═════ PROVIDED ENTRIES ═════
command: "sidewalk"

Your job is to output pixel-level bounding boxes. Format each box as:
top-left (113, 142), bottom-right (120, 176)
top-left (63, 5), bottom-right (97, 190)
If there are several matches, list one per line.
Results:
═════
With the line containing "If there are" as the start, transcribe each line through the end of the listing above, exactly and only.

If there are several matches, list one per line.
Results:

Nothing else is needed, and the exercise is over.